>> Start TASK INPUT

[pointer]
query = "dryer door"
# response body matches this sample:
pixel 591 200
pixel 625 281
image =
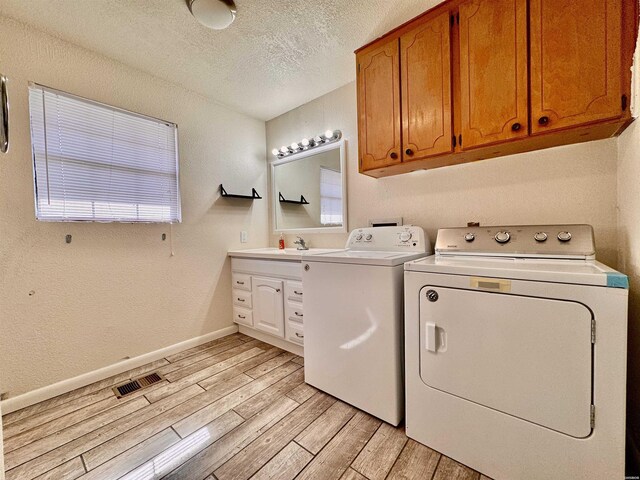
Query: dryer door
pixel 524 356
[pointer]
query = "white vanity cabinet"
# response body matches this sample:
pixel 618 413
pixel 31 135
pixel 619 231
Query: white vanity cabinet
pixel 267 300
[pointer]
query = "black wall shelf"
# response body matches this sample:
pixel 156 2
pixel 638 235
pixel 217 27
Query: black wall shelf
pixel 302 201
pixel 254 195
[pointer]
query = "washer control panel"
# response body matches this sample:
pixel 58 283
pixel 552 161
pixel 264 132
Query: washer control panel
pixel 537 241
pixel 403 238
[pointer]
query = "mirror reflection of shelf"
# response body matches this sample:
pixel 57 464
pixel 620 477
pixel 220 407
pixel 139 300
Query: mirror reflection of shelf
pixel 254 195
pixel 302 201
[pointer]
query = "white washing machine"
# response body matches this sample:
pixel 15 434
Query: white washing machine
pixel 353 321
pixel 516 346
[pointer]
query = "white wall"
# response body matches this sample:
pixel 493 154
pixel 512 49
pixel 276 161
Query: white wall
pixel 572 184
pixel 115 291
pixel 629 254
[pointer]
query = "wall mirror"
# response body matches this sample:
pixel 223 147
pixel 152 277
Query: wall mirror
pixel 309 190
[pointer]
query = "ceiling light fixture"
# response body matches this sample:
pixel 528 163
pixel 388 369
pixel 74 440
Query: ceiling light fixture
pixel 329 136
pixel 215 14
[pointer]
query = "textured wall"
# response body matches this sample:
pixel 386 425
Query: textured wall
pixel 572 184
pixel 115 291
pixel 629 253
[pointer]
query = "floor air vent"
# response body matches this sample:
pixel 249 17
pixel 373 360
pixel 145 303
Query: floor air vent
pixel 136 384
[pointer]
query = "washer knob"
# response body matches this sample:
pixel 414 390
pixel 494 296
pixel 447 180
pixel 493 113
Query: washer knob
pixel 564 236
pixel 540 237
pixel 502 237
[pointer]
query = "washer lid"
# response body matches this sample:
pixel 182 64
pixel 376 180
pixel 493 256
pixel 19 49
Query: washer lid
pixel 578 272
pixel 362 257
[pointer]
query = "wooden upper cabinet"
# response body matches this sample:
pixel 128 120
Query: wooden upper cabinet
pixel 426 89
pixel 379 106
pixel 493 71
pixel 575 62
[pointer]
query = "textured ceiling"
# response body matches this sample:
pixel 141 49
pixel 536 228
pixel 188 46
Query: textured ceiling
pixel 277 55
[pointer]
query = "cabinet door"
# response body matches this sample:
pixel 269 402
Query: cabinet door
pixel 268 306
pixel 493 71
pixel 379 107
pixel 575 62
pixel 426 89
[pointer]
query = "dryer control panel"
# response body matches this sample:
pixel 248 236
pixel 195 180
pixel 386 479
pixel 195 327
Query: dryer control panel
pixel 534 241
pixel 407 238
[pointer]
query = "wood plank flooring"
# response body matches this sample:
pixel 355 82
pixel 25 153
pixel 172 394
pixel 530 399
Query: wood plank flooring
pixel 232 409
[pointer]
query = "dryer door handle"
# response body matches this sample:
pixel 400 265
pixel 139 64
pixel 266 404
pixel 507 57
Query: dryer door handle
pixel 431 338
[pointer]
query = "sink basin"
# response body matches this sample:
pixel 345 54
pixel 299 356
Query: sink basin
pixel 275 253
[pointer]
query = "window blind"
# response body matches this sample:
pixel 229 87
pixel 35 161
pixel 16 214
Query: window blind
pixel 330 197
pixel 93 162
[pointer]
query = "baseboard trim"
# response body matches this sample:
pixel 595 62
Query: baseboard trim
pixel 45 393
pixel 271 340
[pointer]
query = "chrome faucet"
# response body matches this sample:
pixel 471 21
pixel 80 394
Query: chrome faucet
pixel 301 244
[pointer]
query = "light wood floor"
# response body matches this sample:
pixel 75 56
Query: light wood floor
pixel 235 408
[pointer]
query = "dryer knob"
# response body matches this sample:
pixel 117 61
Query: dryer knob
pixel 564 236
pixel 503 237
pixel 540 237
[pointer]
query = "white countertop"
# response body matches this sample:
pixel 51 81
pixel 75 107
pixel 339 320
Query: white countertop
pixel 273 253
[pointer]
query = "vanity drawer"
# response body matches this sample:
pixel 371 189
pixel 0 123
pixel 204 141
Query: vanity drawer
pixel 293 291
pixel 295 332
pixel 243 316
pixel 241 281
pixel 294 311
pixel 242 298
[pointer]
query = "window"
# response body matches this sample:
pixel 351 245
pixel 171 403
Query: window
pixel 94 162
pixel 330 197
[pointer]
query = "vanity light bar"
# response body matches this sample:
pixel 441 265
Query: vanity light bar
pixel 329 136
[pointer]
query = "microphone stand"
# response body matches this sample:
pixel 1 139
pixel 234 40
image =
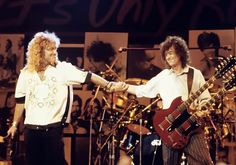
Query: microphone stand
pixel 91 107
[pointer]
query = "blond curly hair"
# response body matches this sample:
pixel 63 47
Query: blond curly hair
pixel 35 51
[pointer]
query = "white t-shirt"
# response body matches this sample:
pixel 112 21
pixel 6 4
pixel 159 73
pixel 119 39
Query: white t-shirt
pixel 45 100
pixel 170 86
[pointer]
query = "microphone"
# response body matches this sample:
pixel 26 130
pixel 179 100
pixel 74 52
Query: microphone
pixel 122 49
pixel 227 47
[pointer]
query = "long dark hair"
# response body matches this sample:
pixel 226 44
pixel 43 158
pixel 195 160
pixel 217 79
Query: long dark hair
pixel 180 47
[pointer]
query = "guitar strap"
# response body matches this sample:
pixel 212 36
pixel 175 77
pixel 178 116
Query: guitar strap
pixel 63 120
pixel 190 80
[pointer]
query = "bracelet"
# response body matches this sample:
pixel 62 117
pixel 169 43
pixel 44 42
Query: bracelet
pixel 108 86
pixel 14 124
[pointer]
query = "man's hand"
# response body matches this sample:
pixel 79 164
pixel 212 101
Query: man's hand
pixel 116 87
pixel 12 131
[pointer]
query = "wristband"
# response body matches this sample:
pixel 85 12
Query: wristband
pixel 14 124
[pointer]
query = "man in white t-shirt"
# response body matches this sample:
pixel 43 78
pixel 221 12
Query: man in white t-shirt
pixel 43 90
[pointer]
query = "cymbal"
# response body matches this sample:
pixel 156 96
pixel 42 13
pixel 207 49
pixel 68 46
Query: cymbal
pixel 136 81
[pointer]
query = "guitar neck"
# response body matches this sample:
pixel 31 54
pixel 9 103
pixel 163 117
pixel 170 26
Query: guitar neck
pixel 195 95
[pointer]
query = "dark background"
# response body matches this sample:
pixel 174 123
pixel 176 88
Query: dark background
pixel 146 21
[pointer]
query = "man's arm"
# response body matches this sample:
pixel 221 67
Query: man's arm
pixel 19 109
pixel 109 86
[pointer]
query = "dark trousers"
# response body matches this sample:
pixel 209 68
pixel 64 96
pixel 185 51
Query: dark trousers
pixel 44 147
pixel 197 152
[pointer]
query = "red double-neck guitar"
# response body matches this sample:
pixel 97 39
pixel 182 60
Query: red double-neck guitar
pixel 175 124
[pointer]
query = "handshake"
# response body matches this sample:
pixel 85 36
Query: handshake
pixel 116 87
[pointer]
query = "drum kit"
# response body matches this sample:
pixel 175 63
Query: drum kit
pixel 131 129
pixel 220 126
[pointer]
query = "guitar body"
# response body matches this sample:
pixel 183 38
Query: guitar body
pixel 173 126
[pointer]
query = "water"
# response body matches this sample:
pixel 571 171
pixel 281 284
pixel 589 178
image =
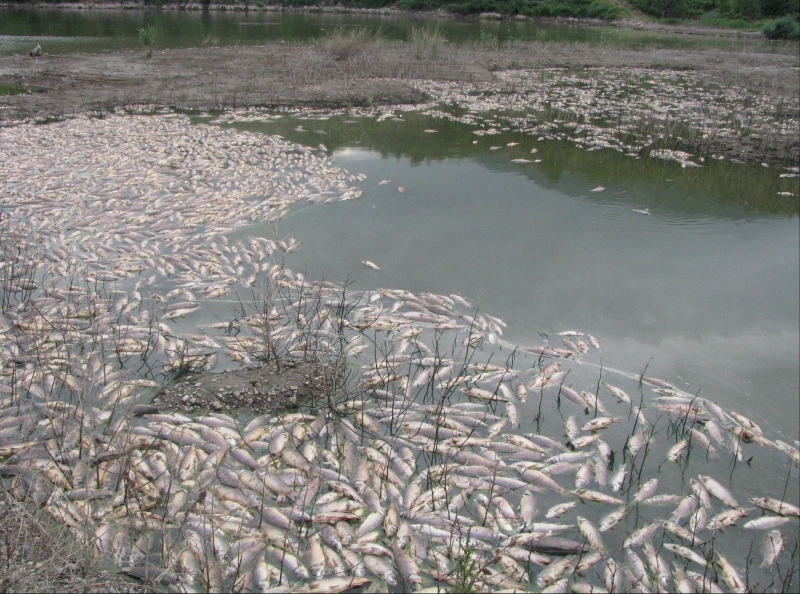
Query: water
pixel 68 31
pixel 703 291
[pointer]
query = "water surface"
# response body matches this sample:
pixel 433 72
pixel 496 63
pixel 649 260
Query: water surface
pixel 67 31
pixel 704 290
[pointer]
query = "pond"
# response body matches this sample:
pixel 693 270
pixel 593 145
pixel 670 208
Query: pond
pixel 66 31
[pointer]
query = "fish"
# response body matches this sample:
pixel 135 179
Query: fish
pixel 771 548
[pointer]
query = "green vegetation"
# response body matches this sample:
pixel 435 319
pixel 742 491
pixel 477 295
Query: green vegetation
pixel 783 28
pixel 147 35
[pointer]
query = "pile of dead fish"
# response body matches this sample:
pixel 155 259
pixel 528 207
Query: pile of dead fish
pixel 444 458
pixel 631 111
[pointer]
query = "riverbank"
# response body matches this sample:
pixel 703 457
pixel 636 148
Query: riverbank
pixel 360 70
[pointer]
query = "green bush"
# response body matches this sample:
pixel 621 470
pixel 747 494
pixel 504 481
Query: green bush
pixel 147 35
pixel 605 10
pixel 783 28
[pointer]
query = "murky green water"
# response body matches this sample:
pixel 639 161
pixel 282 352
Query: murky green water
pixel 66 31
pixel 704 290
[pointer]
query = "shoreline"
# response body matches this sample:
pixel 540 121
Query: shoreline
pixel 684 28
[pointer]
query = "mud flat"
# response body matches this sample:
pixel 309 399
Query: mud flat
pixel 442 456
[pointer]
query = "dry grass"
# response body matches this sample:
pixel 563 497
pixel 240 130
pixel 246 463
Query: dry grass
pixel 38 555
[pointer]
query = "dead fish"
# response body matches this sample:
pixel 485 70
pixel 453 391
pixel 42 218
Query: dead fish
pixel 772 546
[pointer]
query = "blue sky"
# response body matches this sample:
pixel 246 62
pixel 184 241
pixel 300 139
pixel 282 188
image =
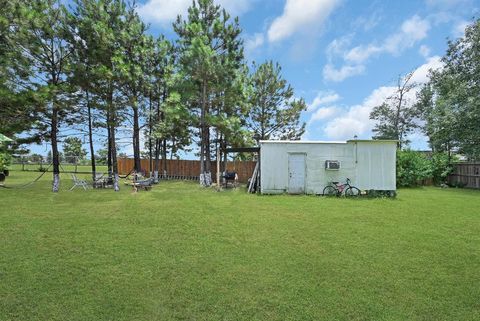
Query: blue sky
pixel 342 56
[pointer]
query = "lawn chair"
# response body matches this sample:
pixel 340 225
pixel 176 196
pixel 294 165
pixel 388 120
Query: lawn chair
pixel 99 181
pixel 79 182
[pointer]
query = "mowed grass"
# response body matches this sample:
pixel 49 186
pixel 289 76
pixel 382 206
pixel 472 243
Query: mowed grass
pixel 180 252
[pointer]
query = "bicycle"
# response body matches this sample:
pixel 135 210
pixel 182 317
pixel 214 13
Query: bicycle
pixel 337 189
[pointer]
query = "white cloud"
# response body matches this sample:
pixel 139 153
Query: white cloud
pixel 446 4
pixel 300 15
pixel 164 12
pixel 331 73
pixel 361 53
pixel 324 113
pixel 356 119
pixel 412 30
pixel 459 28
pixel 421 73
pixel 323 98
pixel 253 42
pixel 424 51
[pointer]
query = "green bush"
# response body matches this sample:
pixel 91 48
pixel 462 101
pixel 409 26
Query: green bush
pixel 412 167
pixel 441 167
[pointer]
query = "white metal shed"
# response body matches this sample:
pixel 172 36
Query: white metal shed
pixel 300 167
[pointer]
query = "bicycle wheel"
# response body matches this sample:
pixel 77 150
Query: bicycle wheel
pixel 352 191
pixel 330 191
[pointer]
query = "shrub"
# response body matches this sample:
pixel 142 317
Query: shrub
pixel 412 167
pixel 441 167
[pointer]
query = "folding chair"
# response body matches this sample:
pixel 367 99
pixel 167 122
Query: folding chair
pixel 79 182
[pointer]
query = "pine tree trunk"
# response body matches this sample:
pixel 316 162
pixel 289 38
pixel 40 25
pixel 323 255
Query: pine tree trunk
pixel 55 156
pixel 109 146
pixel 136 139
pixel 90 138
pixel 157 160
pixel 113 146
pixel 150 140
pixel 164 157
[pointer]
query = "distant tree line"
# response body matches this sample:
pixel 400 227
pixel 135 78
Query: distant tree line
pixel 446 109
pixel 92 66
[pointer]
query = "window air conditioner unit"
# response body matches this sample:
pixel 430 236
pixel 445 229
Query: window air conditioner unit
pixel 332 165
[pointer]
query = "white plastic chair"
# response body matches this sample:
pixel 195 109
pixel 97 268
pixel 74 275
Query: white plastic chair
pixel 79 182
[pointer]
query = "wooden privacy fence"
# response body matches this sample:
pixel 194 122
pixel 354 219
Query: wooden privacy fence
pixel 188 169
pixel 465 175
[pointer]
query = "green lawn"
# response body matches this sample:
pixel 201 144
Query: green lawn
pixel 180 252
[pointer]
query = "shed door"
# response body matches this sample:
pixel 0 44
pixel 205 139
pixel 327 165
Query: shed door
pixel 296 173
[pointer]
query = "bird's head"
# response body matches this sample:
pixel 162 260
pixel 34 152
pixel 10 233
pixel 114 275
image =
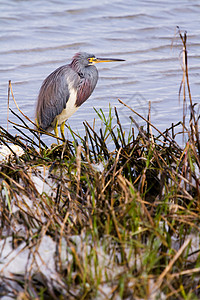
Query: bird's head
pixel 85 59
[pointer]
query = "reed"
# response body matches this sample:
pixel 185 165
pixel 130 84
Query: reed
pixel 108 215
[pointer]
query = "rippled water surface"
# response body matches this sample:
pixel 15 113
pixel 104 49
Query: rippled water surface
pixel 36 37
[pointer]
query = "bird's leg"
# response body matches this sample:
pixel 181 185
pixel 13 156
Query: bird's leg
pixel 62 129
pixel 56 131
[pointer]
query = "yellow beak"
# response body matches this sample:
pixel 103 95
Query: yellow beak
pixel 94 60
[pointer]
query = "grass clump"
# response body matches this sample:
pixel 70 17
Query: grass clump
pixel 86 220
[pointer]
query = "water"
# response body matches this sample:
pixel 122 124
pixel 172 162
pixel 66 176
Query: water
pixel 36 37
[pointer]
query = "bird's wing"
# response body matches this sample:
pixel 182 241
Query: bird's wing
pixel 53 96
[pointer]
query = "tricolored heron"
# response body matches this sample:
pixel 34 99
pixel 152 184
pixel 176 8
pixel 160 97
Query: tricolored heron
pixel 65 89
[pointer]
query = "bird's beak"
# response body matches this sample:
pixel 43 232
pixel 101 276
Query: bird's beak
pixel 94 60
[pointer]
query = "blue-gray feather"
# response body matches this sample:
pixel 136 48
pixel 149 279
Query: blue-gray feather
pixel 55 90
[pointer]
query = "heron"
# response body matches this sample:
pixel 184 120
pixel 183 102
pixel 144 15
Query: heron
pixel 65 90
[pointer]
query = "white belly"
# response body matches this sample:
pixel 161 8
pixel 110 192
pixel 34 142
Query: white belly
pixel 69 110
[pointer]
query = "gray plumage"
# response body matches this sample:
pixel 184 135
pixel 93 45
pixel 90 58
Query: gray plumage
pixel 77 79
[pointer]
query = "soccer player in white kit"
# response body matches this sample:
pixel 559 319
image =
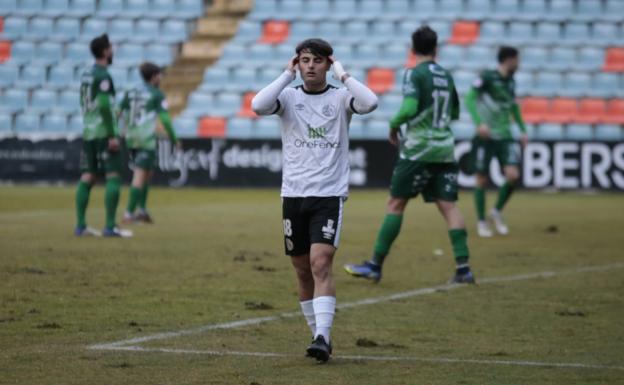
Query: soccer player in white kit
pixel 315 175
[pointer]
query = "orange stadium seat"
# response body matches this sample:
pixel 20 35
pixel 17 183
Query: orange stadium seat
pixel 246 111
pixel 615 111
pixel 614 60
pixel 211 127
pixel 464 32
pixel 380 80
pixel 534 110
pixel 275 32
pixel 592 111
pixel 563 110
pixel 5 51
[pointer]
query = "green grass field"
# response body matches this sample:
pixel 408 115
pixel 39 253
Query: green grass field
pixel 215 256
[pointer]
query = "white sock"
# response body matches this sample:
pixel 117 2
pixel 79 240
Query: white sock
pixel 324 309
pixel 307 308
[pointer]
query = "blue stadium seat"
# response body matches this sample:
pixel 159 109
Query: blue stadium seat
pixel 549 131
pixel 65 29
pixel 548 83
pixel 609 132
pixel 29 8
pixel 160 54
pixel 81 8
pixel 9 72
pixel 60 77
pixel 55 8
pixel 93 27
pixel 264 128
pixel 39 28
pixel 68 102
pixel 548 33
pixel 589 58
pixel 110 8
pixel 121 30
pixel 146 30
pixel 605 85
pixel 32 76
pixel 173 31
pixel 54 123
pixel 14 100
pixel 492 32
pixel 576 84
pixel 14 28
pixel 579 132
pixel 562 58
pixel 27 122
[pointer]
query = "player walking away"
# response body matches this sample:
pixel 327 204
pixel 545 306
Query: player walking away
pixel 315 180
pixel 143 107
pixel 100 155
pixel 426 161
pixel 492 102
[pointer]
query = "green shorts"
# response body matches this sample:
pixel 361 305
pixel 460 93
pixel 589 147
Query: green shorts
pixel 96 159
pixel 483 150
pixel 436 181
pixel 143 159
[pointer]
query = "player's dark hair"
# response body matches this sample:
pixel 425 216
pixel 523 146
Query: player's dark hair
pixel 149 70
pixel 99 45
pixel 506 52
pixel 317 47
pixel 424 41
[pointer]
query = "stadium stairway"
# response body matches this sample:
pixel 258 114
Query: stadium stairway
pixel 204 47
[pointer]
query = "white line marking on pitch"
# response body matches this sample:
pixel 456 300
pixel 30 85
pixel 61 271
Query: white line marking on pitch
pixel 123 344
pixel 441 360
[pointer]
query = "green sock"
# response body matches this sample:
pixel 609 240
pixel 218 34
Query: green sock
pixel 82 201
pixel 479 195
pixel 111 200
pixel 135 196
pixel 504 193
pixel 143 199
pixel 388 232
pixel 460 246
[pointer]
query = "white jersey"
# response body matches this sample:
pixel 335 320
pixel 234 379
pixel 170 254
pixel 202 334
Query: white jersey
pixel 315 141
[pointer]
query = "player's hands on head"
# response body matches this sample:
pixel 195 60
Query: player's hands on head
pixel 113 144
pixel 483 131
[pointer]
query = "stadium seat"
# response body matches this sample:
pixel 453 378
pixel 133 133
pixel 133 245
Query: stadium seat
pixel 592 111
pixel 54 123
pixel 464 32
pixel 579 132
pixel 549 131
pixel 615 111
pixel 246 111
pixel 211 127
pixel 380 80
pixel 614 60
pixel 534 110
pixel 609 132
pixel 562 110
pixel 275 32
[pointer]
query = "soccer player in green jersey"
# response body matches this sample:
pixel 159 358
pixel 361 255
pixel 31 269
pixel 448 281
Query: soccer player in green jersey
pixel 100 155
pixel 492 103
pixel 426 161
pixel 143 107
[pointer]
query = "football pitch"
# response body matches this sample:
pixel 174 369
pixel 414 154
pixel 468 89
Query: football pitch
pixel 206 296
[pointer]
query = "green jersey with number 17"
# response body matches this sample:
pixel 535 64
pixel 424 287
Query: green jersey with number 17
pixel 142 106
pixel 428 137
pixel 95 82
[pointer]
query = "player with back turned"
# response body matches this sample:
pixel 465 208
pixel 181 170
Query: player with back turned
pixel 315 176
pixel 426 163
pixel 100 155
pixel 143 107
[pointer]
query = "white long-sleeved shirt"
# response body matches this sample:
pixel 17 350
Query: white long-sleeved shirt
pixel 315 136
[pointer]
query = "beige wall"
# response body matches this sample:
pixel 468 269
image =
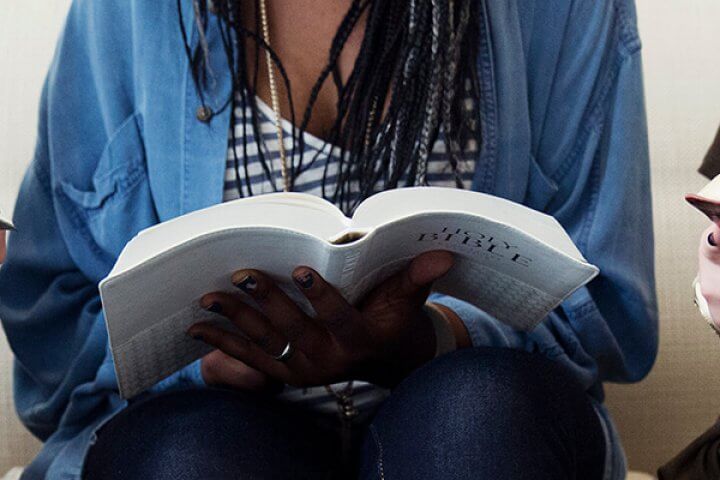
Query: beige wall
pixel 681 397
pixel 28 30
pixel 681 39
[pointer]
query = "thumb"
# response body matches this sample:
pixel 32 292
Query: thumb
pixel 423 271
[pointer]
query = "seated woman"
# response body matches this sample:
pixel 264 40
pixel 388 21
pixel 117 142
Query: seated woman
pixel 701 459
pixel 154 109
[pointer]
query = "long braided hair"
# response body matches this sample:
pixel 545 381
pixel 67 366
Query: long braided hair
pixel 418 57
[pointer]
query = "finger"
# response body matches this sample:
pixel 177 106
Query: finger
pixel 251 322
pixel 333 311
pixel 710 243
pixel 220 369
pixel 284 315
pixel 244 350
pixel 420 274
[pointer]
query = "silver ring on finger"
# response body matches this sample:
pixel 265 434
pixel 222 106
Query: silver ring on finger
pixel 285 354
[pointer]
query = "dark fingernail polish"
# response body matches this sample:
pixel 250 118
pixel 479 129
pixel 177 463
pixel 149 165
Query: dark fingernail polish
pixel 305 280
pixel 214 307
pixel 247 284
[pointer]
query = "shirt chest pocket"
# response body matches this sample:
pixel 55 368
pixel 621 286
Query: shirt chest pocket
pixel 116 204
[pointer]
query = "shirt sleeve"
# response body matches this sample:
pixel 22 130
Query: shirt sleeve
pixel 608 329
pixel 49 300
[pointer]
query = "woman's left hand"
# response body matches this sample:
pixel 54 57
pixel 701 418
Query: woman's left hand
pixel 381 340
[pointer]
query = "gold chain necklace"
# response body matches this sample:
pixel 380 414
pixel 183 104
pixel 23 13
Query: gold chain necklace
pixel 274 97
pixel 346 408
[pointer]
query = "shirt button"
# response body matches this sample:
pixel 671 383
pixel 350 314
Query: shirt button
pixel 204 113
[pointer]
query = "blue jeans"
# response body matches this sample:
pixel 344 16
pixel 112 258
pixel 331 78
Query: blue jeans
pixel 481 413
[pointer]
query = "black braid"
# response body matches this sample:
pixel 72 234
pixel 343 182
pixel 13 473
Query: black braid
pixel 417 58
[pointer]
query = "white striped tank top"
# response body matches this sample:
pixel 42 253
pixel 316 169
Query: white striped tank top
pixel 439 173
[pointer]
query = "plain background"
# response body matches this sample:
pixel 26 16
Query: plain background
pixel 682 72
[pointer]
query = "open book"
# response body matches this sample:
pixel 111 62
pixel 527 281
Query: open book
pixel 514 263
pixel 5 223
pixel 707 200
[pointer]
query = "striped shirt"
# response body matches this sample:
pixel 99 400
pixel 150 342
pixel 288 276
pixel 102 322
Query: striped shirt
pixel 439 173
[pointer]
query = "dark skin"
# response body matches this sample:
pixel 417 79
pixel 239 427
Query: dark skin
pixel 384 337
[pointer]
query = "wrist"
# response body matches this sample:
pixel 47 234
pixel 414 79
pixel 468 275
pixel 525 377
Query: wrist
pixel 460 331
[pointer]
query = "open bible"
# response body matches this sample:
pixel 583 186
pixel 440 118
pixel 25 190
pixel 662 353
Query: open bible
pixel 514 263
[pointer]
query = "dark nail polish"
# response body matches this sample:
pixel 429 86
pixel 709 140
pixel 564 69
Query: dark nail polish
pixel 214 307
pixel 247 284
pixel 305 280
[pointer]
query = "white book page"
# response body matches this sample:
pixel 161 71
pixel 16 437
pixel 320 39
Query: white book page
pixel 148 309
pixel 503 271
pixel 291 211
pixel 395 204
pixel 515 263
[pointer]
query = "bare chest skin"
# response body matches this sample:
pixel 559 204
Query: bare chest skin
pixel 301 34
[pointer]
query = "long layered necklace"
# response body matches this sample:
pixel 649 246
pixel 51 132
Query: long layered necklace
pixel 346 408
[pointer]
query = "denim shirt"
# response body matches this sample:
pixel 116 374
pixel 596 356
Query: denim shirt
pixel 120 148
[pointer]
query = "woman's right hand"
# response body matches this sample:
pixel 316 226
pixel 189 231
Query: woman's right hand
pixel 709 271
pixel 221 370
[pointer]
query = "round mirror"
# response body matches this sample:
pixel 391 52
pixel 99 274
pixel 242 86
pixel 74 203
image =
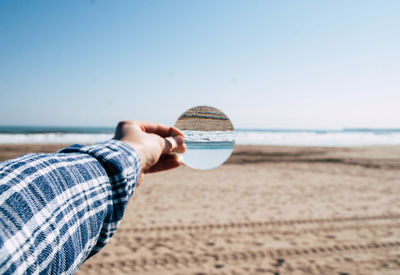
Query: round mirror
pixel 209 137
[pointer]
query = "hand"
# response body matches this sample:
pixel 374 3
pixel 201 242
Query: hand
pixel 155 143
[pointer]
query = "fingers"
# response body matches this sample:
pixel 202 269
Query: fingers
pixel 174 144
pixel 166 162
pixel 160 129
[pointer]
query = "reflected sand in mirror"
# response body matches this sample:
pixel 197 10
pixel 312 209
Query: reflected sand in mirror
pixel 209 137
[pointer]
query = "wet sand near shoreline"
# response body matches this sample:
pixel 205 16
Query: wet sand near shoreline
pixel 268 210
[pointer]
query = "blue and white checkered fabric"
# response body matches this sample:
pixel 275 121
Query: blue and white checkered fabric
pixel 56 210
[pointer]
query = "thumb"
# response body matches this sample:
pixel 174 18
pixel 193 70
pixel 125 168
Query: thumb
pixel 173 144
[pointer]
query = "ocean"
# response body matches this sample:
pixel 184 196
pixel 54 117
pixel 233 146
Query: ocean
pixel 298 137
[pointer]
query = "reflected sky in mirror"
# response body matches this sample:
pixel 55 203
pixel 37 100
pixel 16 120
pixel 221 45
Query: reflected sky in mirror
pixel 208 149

>> End TASK INPUT

# TASK OBJECTIVE:
Pick out every line in the items above that contains the word "open" and copy each one.

# OUTPUT OF THE EXERCISE:
query = "open book"
Query: open book
query = "open bible"
Query: open bible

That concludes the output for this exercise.